> **TEXT**
Start of Block
Trethewey was commissioned to produce a sculpture of Maui Pomare (1875 or 1876–1930), a prominent Māori political figure, which was erected in Waitara in 1936.

He produced the statuary for the New Zealand Centennial Exhibition that was held in 1939/40 in Rongotai, Wellington. A 100 ft frieze depicting the progress of New Zealand, groupings of pioneers, lions in Art Deco style, a large fountain and a figure of Kupe standing on the prow of his canoe were produced for the centennial exhibition. Of all these works, only the Kupe statue still remains. After having spent many decades at Wellington railway station, then the Wellington Show and Sports Centre and finally at Te Papa, the Kupe Group Trust successfully fundraised to have the plaster statue cast in bronze. Since 2000, the bronze statue has been installed at the Wellington Waterfront.

Public taste moved away from monumental masonry, and demand for Trethewey's skills waned. A bas-relief for Nelson's cathedral steps was a late commission, but much of Trethewey's energy went into the making of clocks. After World War II, there was no demand for heroic stone memorials. Trethewey passed his company on to his children and grandchildren, and these days Trethewey Artisan Stone is a major supplier of stone kitchen bench tops in the South Island.
End of Block
> **REQUIRED TASKS**
1. In the Trethewey text above, repeat word for word the part from "Public taste moved" up to and including "the South Island.".
2. According to the Trethewey text above, since what year has the bronze Kupe statue stood at the Wellington Waterfront?

> **SOURCE INFORMATION**
Start of Block
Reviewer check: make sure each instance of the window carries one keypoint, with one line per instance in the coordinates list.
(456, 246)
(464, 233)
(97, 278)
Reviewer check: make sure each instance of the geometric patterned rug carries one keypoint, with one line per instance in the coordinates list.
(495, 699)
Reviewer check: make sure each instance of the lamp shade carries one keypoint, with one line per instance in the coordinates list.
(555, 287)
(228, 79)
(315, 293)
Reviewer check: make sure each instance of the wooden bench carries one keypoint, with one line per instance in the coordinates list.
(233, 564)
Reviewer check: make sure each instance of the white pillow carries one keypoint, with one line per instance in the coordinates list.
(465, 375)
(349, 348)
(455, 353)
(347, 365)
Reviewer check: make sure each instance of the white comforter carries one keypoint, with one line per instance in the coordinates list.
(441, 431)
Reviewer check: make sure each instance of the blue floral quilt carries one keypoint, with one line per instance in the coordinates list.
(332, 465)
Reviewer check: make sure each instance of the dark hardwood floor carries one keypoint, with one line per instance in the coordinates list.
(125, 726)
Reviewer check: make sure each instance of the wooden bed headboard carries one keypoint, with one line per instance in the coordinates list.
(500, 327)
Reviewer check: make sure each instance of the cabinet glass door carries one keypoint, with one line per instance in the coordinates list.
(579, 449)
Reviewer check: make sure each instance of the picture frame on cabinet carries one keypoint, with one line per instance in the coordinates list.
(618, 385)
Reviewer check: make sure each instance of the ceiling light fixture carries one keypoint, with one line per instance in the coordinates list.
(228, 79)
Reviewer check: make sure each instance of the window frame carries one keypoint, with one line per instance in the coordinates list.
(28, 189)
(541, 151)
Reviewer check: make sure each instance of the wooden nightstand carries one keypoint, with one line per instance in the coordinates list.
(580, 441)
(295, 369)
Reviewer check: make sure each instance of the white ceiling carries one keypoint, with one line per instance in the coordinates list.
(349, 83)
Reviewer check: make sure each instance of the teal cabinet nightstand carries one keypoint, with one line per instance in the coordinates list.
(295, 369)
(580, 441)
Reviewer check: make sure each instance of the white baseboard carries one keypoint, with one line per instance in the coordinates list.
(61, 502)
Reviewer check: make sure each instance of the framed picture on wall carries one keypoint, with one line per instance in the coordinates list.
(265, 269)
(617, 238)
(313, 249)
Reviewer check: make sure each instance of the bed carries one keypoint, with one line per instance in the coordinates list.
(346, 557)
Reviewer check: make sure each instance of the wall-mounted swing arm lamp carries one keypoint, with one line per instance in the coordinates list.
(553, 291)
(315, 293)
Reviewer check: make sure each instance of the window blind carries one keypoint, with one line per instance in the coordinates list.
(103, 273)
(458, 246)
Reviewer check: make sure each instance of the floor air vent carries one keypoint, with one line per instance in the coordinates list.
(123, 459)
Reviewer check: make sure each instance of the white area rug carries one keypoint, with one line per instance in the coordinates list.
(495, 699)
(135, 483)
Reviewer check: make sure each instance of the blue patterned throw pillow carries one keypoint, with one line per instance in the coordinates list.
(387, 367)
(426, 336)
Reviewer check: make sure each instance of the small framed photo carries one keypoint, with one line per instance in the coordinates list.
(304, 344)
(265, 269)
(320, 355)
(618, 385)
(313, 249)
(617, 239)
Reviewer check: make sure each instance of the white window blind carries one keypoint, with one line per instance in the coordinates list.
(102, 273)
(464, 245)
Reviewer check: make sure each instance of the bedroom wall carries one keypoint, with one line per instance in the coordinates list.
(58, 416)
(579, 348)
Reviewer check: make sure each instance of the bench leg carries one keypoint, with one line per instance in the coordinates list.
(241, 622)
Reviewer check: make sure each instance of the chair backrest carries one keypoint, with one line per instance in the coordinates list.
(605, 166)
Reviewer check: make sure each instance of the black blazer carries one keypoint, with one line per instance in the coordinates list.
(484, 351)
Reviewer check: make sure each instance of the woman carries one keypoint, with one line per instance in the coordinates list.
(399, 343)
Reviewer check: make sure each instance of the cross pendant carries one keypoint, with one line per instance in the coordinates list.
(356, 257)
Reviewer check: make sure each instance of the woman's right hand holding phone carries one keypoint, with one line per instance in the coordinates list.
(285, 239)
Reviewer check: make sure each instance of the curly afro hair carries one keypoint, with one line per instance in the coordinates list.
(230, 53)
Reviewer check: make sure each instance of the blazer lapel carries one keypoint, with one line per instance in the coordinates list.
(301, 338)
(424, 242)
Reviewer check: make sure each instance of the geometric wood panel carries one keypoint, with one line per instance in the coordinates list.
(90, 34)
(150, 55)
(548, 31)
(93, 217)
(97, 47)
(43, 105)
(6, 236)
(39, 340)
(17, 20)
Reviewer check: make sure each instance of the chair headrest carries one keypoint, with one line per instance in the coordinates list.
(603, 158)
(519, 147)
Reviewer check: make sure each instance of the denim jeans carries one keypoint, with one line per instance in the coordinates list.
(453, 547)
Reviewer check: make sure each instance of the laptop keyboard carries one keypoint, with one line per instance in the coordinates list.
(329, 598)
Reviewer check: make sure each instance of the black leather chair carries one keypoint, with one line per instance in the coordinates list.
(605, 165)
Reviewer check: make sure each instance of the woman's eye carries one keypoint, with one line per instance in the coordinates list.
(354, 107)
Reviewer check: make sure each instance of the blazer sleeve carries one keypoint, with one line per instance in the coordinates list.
End of Block
> **SOLVED TASKS**
1.
Public taste moved away from monumental masonry, and demand for Trethewey's skills waned. A bas-relief for Nelson's cathedral steps was a late commission, but much of Trethewey's energy went into the making of clocks. After World War II, there was no demand for heroic stone memorials. Trethewey passed his company on to his children and grandchildren, and these days Trethewey Artisan Stone is a major supplier of stone kitchen bench tops in the South Island.

2. Since 2000.